-- BEGIN Supplied text --
To check the Ruby implementation, run the Python benchmark using the same data:

$ python3 benchmarks/multiple_linear_regression.py

Example

Here is an example closer to the real world. Imagine you work at a car dealership, and you want to predict the price of used cars based on various features such as the car's age, mileage, and horsepower. You have collected data from previous sales and want to use this data to predict the price of new cars based on these features.

You can run this example here:

ruby examples/car_price_prediction.rb

and check the results with the following benchmark in Python:

python3 benchmarks/car_price_prediction_benchmark.py

Regularization

Regularization helps prevent overfitting by adding a penalty to large coefficients, making the model more generalizable. In this example, we'll predict advertising revenue based on the amount spent on TV, radio, and newspaper advertisements. Regularization is applied to prevent overfitting and ensure the model generalizes well to new data.

# frozen_string_literal: true

# Example: Predicting Advertising Revenue with Regularization

require_relative '../lib/ml_ai'

# Initialize the model with a regularization parameter
model = MLAI::MultipleLinearRegression.new(regularization: 0.00083)

# Create a Dataset from a CSV file
dataset = MLAI::Dataset.new('data/advertising_revenue.csv')

# Fit the model using the Dataset
model.fit(dataset: dataset, feature_columns: ['TV', 'Radio', 'Newspaper'], target_column: 'Revenue')

# Print coefficients and intercept
puts "Coefficients: #{model.coefficients.map { |coef| coef.round(2) }}"
puts "Intercept: #{model.intercept.round(2)}"

# Predict the revenue based on new advertising spends
new_ad_spend = [[230, 37, 69]] # TV: $230, Radio: $37, Newspaper: $69
predicted_revenue = model.predict(new_ad_spend).first.round(2)
puts "Predicted Advertising Revenue: $#{predicted_revenue}"

# Evaluate the model using the original dataset
original_features = dataset.data.map { |row| row[0..2] } # Extracting 'TV', 'Radio', 'Newspaper'
original_revenue = dataset.data.map { |row| row[3] } # Extracting 'Revenue'
predictions = model.predict(original_features).map { |p| p.round(2) }

mse = model.mean_squared_error(original_revenue, predictions).round(2)
r2 = model.r_squared(original_revenue, predictions).round(2)

puts "Mean Squared Error: #{mse}"
puts "R-squared: #{r2}"

Example

Here is an example closer to the real world. Imagine you're working for a company that wants to predict the salary of employees based on several factors, including their years of experience, level of education, and number of relevant skills. You have collected data from existing employees and want to use this data to predict salaries for new hires.

You can run this example here:

ruby examples/employee_salary_prediction.rb

and check the results with the following benchmark in Python:

python3 benchmarks/employee_salary_prediction_benchmark.py

Cross-Validation

Cross-validation is a powerful technique to evaluate the performance of your model by splitting your dataset into multiple folds. The model is trained on a subset of the data and tested on the remaining data, and this process is repeated multiple times. The final evaluation metric is the average of all the individual metrics across the folds.
-- END Supplied text --
-- BEGIN Supplied records --
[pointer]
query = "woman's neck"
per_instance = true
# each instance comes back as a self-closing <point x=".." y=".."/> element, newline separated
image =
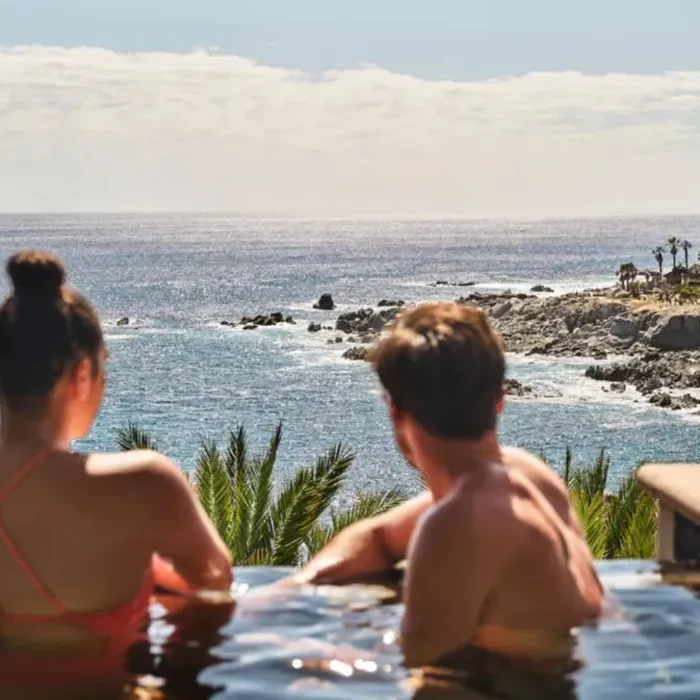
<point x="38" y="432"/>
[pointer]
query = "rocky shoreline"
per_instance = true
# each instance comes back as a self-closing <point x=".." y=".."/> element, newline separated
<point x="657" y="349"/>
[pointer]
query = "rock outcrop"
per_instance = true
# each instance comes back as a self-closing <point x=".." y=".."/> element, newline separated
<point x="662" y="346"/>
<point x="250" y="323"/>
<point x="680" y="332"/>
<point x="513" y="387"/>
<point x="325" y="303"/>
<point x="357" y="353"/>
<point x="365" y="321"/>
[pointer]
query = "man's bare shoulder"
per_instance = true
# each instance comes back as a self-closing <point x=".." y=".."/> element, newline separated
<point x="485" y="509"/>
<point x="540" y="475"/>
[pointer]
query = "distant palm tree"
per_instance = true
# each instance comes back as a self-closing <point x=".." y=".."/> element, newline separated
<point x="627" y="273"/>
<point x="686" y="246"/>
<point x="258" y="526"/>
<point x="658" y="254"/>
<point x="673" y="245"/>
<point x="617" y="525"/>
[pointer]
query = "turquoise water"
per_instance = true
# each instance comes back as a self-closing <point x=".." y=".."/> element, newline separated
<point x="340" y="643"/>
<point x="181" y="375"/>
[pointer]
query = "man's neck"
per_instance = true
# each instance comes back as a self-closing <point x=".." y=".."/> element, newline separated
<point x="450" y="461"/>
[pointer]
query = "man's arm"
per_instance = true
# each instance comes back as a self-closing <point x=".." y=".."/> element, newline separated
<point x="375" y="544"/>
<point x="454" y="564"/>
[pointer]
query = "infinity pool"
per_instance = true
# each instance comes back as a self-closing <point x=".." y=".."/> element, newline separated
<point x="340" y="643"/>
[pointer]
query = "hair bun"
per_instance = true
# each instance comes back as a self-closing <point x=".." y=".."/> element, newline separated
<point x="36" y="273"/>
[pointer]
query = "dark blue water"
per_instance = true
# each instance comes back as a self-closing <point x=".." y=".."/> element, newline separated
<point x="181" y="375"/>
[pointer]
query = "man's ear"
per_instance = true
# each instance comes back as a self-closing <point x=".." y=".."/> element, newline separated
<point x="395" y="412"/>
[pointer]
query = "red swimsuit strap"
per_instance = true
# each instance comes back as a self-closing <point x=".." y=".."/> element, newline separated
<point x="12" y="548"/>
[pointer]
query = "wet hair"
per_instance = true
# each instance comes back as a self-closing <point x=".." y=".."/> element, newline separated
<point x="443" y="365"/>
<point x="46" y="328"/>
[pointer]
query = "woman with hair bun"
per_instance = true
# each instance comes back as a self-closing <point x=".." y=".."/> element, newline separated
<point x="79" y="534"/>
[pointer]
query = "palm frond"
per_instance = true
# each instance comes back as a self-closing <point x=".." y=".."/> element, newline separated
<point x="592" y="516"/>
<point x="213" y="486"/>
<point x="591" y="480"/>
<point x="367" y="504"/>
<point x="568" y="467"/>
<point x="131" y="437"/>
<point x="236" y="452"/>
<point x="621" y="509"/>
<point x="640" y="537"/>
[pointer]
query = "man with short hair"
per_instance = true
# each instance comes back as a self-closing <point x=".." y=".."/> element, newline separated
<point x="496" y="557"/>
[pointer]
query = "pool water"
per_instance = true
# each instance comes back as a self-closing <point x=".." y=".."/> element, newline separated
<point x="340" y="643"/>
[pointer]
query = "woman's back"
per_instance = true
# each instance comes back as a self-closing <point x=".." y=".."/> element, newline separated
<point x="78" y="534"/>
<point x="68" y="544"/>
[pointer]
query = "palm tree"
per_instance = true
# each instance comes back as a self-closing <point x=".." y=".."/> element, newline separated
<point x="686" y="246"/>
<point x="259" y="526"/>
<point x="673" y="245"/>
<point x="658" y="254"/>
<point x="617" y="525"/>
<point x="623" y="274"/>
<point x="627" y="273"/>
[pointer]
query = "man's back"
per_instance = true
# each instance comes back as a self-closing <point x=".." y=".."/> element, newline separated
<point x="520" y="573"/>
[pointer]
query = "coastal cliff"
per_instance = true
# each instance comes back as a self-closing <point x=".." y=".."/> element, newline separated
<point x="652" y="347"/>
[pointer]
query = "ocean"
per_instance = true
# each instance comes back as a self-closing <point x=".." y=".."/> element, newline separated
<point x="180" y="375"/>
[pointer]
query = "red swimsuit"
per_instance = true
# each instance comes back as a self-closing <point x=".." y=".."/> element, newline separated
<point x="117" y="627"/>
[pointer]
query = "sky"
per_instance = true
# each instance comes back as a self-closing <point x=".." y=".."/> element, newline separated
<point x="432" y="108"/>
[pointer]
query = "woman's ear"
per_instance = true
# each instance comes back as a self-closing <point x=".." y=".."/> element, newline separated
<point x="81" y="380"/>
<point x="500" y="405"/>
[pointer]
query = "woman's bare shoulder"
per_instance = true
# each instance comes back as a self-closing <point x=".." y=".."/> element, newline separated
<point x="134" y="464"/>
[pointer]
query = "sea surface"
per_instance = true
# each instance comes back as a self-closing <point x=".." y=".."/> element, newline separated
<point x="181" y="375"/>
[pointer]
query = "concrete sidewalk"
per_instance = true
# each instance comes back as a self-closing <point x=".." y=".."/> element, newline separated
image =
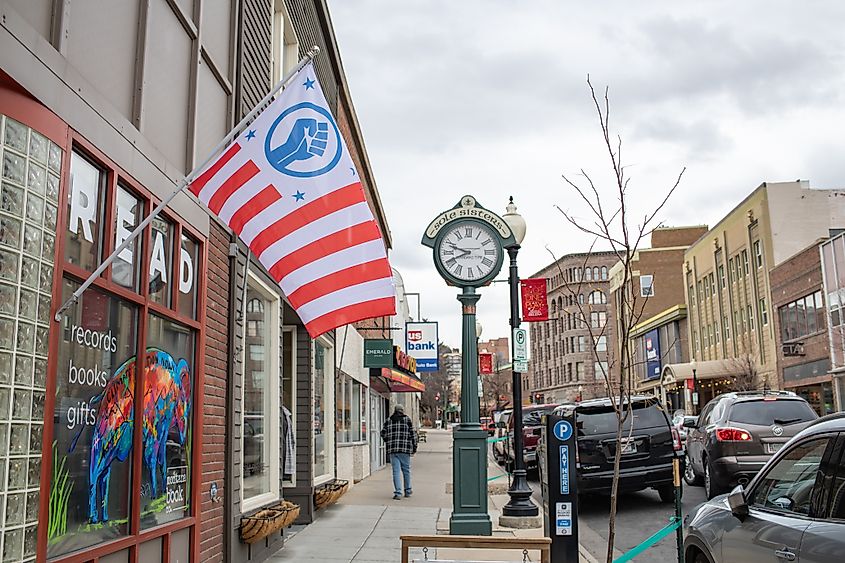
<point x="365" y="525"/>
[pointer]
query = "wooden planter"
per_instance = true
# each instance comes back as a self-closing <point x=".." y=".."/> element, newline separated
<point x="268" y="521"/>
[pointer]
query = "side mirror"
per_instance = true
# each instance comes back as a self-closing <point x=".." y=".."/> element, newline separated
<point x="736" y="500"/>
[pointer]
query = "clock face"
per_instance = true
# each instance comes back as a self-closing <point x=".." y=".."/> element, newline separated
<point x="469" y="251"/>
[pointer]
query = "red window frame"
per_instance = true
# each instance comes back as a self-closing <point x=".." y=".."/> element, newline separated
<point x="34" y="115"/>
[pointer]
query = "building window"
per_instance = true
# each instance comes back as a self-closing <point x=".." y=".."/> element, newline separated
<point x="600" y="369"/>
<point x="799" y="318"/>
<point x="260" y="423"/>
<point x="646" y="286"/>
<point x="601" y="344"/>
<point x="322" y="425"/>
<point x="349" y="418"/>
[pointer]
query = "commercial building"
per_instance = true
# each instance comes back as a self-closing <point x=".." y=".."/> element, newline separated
-- END Supplied records --
> [Instructions]
a - In the ML library text, why is regularization applied to the advertising revenue model? Please answer in one to three sentences.
b - Continue the ML library text from the end of its paragraph on cross-validation.

> [Results for each task]
a - Regularization adds a penalty to large coefficients, which helps prevent overfitting. This makes the advertising revenue model more generalizable, so it performs well on new data.

b -
Example Usage with Raw Arrays

# Require the necessary files
require 'ml_ai'

# Initialize the model with regularization
model = MLAI::MultipleLinearRegression.new(regularization: 0.01)

# Define the input data
x_values = [
  [1, 2],
  [2, 3],
  [3, 4],
  [4, 5],
  [5, 6]
]
y_values = [5, 7, 9, 11, 13]

# Perform 3-fold cross-validation
average_mse = model.cross_validate(x_values: x_values, y_values: y_values, k: 3)
puts "Average Mean Squared Error across 3 folds: #{average_mse.round(4)}"

Example Using a CSV Dataset

# Require the necessary files
require 'ml_ai'

# Create a Dataset from a CSV file
dataset = MLAI::Dataset.new('path_to_your_dataset.csv')

# Initialize the model with regularization
model = MLAI::MultipleLinearRegression.new(regularization: 0.01)

# Perform 3-fold cross-validation
average_mse = model.cross_validate(dataset: dataset, feature_columns: ["Feature1", "Feature2"], target_column: "Target", k: 3)
puts "Average Mean Squared Error across 3 folds: #{average_mse.round(4)}"

Example

Here is an example closer to the real world. Imagine that we want to predict the energy consumption of a building based on its size, the number of occupants, and the number of computers it houses. We'll use the MultipleLinearRegression class with cross-validation.

You can run this example here:

ruby examples/energy_consumption_prediction.rb

and check the results with the following benchmark in Python:

python3 benchmarks/energy_consumption_prediction_benchmark.py

Dataset

Development

After checking out the repo, run bin/setup to install dependencies. Then, run rake test to run the tests. You can also run bin/console for an interactive prompt that will allow you to experiment.

To install this gem onto your local machine, run bundle exec rake install. To release a new version, update the version number in version.rb, and then run bundle exec rake release, which will create a git tag for the version, push git commits and the created tag, and push the .gem file to rubygems.org.

Contributing

Bug reports and pull requests are welcome on GitHub at https://github.com/davidwilliam/MLAI. This project is intended to be a safe, welcoming space for collaboration, and contributors are expected to adhere to the code of conduct.

License

The gem is available as open source under the terms of the MIT License.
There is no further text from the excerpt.